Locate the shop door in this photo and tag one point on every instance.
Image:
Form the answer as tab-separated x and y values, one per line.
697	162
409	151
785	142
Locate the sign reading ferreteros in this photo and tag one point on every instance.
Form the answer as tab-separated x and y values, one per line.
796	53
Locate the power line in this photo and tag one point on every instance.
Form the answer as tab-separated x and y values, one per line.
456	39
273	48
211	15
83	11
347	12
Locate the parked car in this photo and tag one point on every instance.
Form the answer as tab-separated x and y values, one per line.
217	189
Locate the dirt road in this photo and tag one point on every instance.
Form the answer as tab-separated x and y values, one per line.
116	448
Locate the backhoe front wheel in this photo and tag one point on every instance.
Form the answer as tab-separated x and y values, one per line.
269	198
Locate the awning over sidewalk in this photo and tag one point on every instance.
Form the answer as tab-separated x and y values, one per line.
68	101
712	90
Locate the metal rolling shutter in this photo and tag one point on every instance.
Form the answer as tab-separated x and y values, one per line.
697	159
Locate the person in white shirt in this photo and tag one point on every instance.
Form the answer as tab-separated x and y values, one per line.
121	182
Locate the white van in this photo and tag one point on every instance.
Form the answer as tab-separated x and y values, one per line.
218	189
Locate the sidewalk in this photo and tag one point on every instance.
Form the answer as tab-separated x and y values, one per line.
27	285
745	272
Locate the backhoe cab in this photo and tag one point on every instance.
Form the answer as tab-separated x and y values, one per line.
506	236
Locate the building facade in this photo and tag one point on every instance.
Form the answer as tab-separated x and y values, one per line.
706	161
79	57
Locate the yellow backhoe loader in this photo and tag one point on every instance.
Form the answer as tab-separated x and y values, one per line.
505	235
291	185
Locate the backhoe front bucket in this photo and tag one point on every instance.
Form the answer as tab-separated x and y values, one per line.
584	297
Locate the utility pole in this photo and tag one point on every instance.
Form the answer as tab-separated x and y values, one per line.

○ ○ ○ ○

Repeat exactly, and only, the lines from the line containing "Locate the backhoe cab" through the last line of the records above, both included.

Locate the backhoe cab in this photo and tag one point on every instance.
Form the answer as tab-separated x and y values, one per line.
506	236
Locate the building facade in this photo and tag one point on every instance.
Form the answer as tab-separated x and y values, one per line.
706	161
79	57
Locate the yellow backhoe loader in this photo and tag one point on every instance.
Form the answer as tab-separated x and y values, one per line.
505	235
291	185
Locate the backhoe front bucket in this photo and tag one point on every instance.
Form the answer as tab-separated x and y values, one per line.
584	297
Locate the utility pole in this photo and tag one point on every instance.
Form the answer as tab-separated x and y values, one per line.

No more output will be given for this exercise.